Retype without alteration the portion of the entries that begins with the line containing "point per instance: elbow" and continues through the last line of the entries.

· · · · ·

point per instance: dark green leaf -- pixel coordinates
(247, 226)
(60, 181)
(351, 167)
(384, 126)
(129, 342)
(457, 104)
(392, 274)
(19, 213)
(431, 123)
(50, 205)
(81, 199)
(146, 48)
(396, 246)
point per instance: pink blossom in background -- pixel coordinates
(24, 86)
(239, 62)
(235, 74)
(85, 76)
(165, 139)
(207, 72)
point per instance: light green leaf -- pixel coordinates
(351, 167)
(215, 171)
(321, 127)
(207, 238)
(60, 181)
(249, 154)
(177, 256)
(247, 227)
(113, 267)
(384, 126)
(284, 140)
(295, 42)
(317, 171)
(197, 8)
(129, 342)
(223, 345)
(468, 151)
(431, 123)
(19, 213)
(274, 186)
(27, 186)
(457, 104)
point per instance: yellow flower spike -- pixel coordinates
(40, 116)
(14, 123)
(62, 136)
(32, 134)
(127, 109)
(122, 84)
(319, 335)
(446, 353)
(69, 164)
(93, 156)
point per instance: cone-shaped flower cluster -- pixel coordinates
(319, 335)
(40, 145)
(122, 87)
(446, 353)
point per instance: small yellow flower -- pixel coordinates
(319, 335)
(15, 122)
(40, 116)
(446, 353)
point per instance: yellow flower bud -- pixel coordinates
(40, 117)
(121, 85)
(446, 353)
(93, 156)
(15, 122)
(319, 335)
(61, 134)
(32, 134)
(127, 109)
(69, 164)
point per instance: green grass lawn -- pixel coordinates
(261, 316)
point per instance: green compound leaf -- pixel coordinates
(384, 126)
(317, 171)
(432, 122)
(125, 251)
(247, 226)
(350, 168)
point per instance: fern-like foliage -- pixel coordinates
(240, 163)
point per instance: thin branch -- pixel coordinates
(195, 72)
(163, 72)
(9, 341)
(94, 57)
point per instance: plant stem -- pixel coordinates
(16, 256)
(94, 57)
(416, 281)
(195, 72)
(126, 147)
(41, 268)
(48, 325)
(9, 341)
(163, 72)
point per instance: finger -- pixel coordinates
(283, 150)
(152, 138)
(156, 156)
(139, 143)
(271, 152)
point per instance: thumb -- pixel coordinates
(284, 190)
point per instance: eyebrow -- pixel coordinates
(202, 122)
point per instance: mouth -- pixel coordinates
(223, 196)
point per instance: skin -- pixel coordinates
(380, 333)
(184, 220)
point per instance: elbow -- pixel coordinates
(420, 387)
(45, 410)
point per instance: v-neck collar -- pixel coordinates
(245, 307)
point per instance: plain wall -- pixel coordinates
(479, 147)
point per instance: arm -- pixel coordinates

· · · · ·

Result below.
point per instance: elbow -- pixel coordinates
(420, 387)
(45, 410)
point per instance: v-neck collar -- pixel coordinates
(245, 307)
point per instance: plain wall -- pixel coordinates
(479, 147)
point per instance: arm -- pixel coordinates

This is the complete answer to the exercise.